Владимир Шалаев: «В науке нет первого и второго сорта. Есть только наука и не-наука»

Когда встречаешься с современным учёным, которому посвящена целая страничка в Википедии, с особенной очевидностью видишь передние рубежи науки. Владимир Михайлович Шалаев — профессор Purdue University, Ph.D. В центре нанотехнологий в штате Индиана (Birck Nanotechnology Center) он руководит исследованиями в области нанофотоники и метаматериалов. В этом году Владимир Шалаев получил премию им. Макса Борна (The 2010 Max Born Award of the Optical Society of America) – самую престижную в мире награду за достижения в оптической физике.

Будучи выпускником Красноярского государственного университета, он иногда навещает свою родину. Вот и в июне состоялась его лекция в Институте физики Красноярского научного центра. И хотя студенты уже были на сессии, редакция решила: упустить интервью с ведущим мировым специалистом в области нанооптики решительно невозможно.

— Расскажите о мероприятии, которое сегодня будет проходить. Это просто семинар?

— Да, это обычный семинар Института физики. Я всё-таки тут вырос, поддерживаю связи, в том числе и научные, работаю с некоторыми людьми из моей лаборатории, и мне всегда очень приятно сюда приезжать. В последний раз я тут был, кажется, в октябре. И практически каждый раз выступаю с докладом. Это уже традиция — по возвращении домой как бы давать отчёт о проделанной работе (смеётся). Надеюсь, что будут и студенты.

— Ваше сообщение будет научно-популярным?

— Постараюсь как можно более доступно, да. То есть всё это, безусловно, научно, но я пытаюсь рассказывать так, чтобы было понятно и неспециалисту тоже.

— Тогда, я думаю, без вопросов о невидимости вам не обойтись. Вы ведь, наверное, знаете, что если вас «загуглить» в Интернете, то в первую очередь выскакивает что-то вроде «американский физик сибирского происхождения научился делать предметы невидимыми»…

— Неужели? Ха! Почему-то именно это получило наибольшую известность… Но это не будет основной частью доклада. Хотя невидимость — достаточно интересная вещь, не могу сказать, что она — главное, над чем я работаю. Хотя у нас в этой области есть любопытные результаты.

— А что бы вы определили как основную сферу своих научных интересов?

— Область метаматериалов. «Мета» — значит, искусственный, созданный людьми. Я изучаю материалы, которые не существуют в природе, и их применение в оптике — есть сейчас такая новая область трансформационная оптика. Речь идёт о том, чтобы управлять светом таким образом, как это никогда не было возможно: поворачивать его, концентрировать или исключать из каких-то частей пространства. Считается, что свет обычно по прямой распространяется, вдоль лучей. Но оказывается, можно изготовить такие материалы, в которых свет будет, например, закрученным. Или создать такие области, в которые он вообще не входит, сделав тем самым объект невидимым. Хотя, если говорить о практическом применении, то делать объекты невидимыми, по-моему, не так уж интересно. Ну зачем?
★ ★ ★
• **ЗАДАНИЕ A**
Какую премию, по данным интервью, Владимир Шалаев получил в этом году?
• **ЗАДАНИЕ B**
Выпишите из интервью без изменений отрывок от слов «Будучи выпускником Красноярского» до слов «сообщение будет научно-популярным?» включительно.

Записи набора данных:
★ ★ ★
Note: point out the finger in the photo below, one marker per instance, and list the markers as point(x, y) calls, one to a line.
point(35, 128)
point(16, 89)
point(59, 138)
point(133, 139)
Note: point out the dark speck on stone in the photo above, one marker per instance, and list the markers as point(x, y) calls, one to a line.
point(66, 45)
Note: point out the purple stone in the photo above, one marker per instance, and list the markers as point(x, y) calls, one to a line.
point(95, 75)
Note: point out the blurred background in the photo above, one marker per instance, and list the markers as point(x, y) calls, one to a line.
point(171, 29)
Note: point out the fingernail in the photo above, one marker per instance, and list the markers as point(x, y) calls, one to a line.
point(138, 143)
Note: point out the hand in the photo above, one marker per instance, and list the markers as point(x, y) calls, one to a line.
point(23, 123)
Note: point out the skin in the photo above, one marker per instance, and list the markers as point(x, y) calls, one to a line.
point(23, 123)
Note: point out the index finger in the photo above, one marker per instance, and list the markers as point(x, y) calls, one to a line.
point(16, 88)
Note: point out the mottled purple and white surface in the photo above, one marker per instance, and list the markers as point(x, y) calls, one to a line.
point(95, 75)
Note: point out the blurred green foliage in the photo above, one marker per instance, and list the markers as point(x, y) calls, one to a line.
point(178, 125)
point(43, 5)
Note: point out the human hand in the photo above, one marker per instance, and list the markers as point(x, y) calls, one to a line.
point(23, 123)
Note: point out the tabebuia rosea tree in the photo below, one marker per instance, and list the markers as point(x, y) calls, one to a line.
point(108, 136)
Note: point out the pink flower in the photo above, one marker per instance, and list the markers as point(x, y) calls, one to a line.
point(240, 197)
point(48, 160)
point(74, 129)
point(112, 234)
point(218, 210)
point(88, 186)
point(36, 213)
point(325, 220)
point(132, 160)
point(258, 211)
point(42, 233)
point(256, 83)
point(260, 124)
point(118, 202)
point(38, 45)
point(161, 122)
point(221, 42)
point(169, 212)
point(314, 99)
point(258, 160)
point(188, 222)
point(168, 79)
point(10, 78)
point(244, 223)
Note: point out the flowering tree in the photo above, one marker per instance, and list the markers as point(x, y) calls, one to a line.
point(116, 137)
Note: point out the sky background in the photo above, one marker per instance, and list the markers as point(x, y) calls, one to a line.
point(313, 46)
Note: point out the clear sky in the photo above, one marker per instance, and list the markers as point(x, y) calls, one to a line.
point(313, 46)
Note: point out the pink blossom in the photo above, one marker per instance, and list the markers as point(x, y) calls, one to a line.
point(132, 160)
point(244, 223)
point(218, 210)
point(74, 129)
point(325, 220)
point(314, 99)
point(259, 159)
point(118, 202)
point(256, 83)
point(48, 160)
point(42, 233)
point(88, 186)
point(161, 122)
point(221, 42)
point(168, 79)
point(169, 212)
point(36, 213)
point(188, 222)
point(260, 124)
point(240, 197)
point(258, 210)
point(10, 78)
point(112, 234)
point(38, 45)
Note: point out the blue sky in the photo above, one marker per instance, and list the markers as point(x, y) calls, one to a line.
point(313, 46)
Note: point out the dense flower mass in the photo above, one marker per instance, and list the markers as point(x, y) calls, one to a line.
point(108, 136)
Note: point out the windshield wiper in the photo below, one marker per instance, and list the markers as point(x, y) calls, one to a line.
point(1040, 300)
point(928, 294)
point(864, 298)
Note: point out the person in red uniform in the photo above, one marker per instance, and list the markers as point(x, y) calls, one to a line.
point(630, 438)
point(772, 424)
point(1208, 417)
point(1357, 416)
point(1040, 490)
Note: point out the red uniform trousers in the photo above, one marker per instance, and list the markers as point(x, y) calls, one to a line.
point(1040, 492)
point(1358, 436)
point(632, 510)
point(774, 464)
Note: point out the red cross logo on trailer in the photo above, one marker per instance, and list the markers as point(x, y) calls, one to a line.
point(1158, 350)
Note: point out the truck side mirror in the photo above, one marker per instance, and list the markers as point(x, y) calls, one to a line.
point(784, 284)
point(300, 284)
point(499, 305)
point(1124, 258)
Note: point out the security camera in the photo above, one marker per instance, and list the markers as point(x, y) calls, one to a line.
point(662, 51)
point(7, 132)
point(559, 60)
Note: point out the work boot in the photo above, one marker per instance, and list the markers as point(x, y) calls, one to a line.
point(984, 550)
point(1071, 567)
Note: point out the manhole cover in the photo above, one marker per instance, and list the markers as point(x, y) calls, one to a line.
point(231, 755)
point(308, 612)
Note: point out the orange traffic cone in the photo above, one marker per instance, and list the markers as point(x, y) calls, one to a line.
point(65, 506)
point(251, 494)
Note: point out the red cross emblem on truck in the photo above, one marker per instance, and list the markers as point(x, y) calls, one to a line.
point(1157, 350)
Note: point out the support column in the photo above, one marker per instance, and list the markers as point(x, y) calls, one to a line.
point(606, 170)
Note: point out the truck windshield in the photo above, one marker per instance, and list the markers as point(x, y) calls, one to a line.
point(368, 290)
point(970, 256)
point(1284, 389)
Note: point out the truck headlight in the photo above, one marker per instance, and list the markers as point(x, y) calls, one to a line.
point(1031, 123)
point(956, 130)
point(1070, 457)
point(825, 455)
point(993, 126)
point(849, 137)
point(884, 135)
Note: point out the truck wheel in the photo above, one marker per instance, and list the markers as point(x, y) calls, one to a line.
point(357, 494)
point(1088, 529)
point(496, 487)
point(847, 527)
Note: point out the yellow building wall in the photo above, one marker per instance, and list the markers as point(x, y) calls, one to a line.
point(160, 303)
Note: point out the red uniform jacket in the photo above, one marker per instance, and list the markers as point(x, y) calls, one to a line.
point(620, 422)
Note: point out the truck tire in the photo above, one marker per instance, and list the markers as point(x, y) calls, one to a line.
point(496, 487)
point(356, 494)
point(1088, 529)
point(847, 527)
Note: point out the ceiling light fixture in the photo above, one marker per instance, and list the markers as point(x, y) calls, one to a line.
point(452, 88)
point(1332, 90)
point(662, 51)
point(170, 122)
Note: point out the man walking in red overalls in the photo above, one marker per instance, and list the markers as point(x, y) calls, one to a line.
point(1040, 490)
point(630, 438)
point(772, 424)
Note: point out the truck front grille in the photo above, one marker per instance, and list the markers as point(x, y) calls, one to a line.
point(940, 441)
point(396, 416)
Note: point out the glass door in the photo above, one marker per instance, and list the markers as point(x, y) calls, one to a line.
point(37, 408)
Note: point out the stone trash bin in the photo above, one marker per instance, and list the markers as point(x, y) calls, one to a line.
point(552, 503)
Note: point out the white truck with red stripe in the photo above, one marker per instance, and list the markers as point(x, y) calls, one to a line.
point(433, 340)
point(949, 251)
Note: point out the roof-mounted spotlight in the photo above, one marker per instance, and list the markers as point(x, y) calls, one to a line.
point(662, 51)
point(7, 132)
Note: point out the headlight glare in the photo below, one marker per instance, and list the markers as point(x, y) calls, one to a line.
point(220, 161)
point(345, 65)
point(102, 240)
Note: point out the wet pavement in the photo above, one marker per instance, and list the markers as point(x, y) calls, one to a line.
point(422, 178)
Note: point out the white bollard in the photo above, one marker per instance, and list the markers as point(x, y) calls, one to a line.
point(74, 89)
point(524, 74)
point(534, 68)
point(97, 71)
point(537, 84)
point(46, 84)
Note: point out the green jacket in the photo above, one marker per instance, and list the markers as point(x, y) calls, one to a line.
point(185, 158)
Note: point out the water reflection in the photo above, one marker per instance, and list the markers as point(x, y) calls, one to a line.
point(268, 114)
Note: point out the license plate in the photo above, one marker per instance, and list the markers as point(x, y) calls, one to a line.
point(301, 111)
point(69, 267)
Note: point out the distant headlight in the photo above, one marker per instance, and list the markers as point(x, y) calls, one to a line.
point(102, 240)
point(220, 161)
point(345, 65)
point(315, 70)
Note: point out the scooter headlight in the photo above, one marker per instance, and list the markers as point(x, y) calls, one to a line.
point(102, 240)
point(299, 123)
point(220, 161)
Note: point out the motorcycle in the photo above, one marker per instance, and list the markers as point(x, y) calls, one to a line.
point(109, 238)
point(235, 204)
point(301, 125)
★ ★ ★
• **ПОЛЕ ОТВЕТА A**
Премию имени Макса Борна (The 2010 Max Born Award of the Optical Society of America).

• **ПОЛЕ ОТВЕТА B**
Будучи выпускником Красноярского государственного университета, он иногда навещает свою родину. Вот и в июне состоялась его лекция в Институте физики Красноярского научного центра. И хотя студенты уже были на сессии, редакция решила: упустить интервью с ведущим мировым специалистом в области нанооптики решительно невозможно.

— Расскажите о мероприятии, которое сегодня будет проходить. Это просто семинар?

— Да, это обычный семинар Института физики. Я всё-таки тут вырос, поддерживаю связи, в том числе и научные, работаю с некоторыми людьми из моей лаборатории, и мне всегда очень приятно сюда приезжать. В последний раз я тут был, кажется, в октябре. И практически каждый раз выступаю с докладом. Это уже традиция — по возвращении домой как бы давать отчёт о проделанной работе (смеётся). Надеюсь, что будут и студенты.

— Ваше сообщение будет научно-популярным?